What needs to be done: Skip the pictures and quote all of the lines exactly.

Dataset records about object locations:

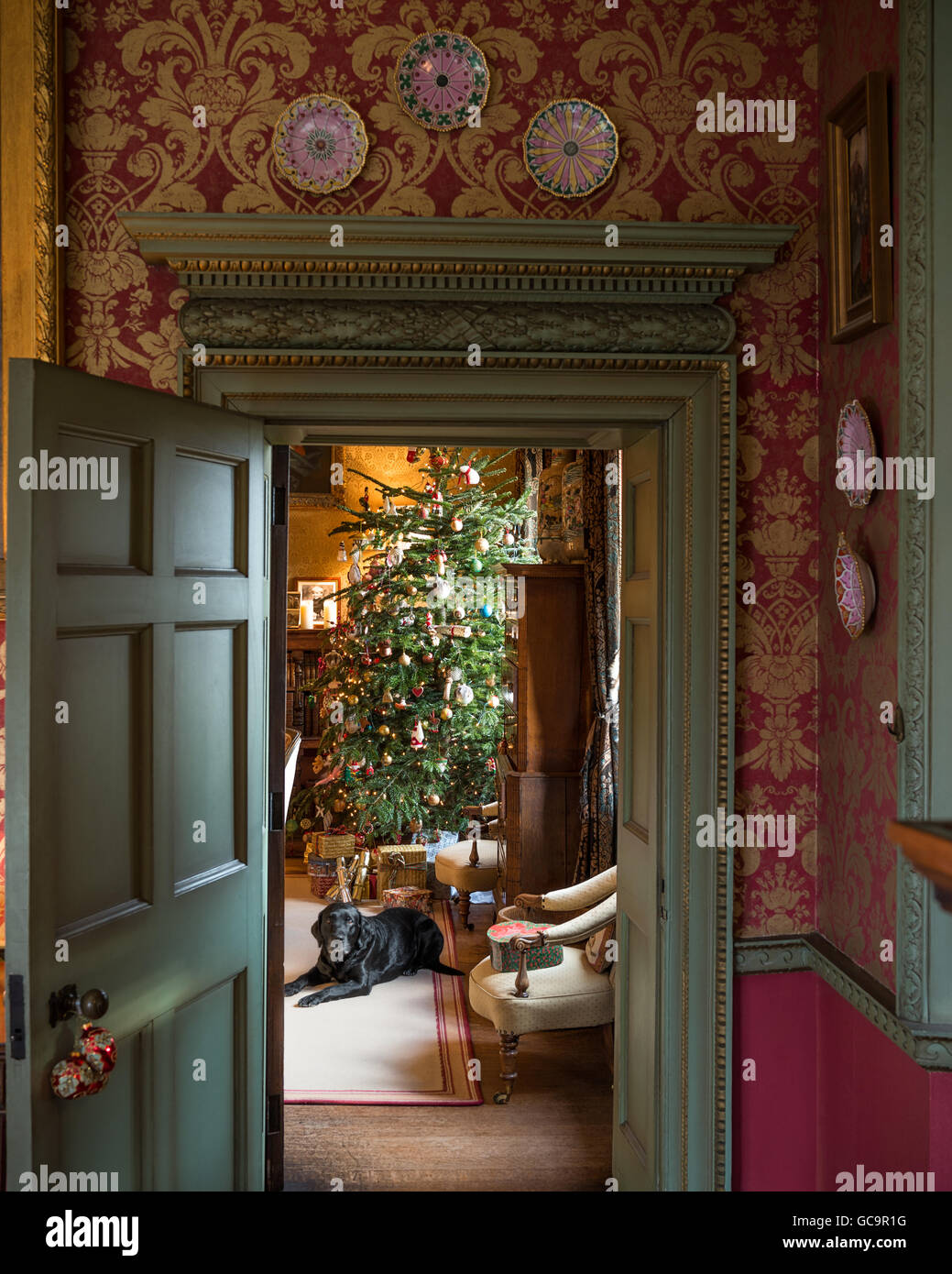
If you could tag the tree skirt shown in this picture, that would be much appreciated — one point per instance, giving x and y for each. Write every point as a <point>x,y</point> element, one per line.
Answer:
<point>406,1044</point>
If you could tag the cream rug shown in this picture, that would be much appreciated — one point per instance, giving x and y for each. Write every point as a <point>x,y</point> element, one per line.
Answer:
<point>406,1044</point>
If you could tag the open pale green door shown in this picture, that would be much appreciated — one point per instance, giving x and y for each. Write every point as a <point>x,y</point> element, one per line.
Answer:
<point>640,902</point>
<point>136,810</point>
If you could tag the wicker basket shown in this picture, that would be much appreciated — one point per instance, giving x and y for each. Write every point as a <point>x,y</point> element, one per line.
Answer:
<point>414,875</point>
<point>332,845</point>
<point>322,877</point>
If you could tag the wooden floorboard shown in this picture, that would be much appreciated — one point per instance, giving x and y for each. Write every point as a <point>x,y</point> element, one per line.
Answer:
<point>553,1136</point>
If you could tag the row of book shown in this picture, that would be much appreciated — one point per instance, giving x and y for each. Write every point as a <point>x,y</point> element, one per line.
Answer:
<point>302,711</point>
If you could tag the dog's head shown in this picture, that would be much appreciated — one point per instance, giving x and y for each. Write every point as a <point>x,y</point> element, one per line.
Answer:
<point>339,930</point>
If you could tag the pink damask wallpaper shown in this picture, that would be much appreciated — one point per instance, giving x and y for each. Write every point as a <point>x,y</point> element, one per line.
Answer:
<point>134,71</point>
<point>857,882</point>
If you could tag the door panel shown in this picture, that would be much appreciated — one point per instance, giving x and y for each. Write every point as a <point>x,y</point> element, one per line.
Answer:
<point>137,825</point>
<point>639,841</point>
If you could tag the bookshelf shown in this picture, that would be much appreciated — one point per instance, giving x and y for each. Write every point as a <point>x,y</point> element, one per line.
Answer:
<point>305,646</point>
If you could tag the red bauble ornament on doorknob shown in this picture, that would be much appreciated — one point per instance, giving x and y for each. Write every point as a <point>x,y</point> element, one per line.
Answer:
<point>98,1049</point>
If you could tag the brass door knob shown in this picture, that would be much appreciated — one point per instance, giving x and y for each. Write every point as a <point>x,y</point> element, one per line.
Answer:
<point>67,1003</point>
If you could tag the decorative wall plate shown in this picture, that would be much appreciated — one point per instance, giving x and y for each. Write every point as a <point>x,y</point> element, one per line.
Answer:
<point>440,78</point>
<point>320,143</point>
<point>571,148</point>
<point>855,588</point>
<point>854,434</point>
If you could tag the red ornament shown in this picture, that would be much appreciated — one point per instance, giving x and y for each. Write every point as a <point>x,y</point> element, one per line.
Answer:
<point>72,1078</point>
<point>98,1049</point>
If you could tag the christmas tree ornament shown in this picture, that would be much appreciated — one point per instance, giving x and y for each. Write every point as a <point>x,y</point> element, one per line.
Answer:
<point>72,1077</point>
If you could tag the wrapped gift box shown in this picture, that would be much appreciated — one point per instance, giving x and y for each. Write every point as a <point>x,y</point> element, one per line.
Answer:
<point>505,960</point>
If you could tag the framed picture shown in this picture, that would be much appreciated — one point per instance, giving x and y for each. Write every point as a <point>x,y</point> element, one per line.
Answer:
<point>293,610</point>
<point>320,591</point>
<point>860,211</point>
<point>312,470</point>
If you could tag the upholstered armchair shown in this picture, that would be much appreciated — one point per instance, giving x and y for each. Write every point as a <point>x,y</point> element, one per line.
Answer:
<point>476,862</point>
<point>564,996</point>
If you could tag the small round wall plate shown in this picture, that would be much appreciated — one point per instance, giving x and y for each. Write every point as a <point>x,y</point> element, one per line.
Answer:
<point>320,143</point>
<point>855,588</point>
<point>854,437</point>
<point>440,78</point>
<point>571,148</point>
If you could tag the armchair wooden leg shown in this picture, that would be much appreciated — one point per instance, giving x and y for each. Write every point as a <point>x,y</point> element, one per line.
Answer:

Solution:
If you could tag the tree skirt shown in this picture, that would be much appreciated — one point per instance, giving x and y for each. Write every point as a <point>x,y</point> element, one per line.
Answer:
<point>406,1044</point>
If you could tag the cream rug shown in this picture, that would be much appreciated — one point per instance, giving x and y for each. Write every point as a <point>x,y</point> element, one per line.
Answer:
<point>406,1044</point>
If you could tag the open pale green door shown in this picture, that would be much appreciated — one point per instance, giving x and y for each. Write every point as a <point>x,y</point> element, one per line.
Answer:
<point>640,902</point>
<point>136,810</point>
If you could tag the wicker basket shown in this picture, that would be much appreciated — one point per instance, giving x and y for each. Write every point as a <point>x,y</point> element, one per line.
Answer:
<point>414,875</point>
<point>332,845</point>
<point>322,877</point>
If you could tag the wooden floorboard shown in this picture, that would be much appreciated — one point per instance, giving x and y for each. Write every point as a <point>x,y</point> element, one per line.
Answer:
<point>553,1136</point>
If you could tag the row of book shown in this picture, that would be much appreciated — one point per instance, giving x and y for each. Write every point as a <point>x,y</point> element, one per line.
Answer:
<point>302,711</point>
If you could tag the dog's head shown in this picture, that would be much appreciated — one point per instance, giving x and y for each. Write every point as a <point>x,y</point> element, one per line.
Answer:
<point>339,930</point>
If you could tag the pink damask wallpaper shown in this picture, that would be much appreciated — one point per instance, giving x and y for each. Write every point as a <point>x,y</point> element, one per line.
Answer:
<point>134,71</point>
<point>857,882</point>
If you could tag the door panel shown in this picture, that would be much appreciated — one point per instance, giving x and y for each. Write every point as a <point>x,y</point> element, one per line.
Answer:
<point>137,825</point>
<point>639,841</point>
If you could tag the bookshelf shown in this picture, that would be much appreciated — one point per instance, giving x and y for each. Write every point as a <point>x,y</point> element, one per line.
Answer:
<point>305,646</point>
If you could tag the red bauble ornament on doorknob shown in this picture, that would be much appreciated — one point per instance, giving x and y for each. Write every point as a <point>x,y</point> element, one per line.
Answer:
<point>98,1049</point>
If you could tag the brass door knob shown in this picture, that would be much appreciated — one point per instance, giving x and y for each. Write every point as a <point>x,y</point> element, one per line.
Answer:
<point>67,1003</point>
If you could tag the decorative wall plate shown in this picture, that would be much appreciated — one point per instance, giving x and y for each. Write every point as a <point>x,y</point> element, one per line.
Answer:
<point>440,78</point>
<point>320,143</point>
<point>571,148</point>
<point>855,588</point>
<point>854,434</point>
If you could tag the red ornament shown in this picture, that would be much appreciated — one point per instance, giving x and y for each. Write every point as a <point>x,y</point> element, one per line.
Answer:
<point>72,1078</point>
<point>98,1049</point>
If you could tag the christmas tree ornament shown in this picture, that would be much appreciated — one point per instance, giving x and y for each. Write every point as a <point>x,y</point> element, one per line.
Answer:
<point>72,1077</point>
If you could tag the wrapped gift box shown in this picture, that would be much appreciated — one point per instance, giving x and y for each. Write every point as a <point>x,y</point> element, one per line.
Answer:
<point>505,960</point>
If you could tag the framed picture shown in this picture, that would be much appreciated — one point per instance, giving x and y for each. Write every point as a <point>x,y</point> element, one per line.
Answer:
<point>293,610</point>
<point>320,591</point>
<point>860,211</point>
<point>312,470</point>
If you could tag the upholstered armchair shown in this picture, that would be much appreciated — one point per instance, giving x and y for each. Write every point as a <point>x,y</point> element, one per line.
Answer:
<point>476,862</point>
<point>564,996</point>
If you could tag the small round wall plate shown in this picture, that would be much appreciated — one point per instance, giving x and y for each. Write every point as a <point>x,y</point> element, one per line.
Answer:
<point>320,143</point>
<point>855,588</point>
<point>854,437</point>
<point>440,78</point>
<point>571,148</point>
If you could tag the armchair wooden leg shown in this picture, that would be much appreciated — one point per instance, giving x and y for each. Write every point as a <point>x,y</point> element, one per line.
Answer:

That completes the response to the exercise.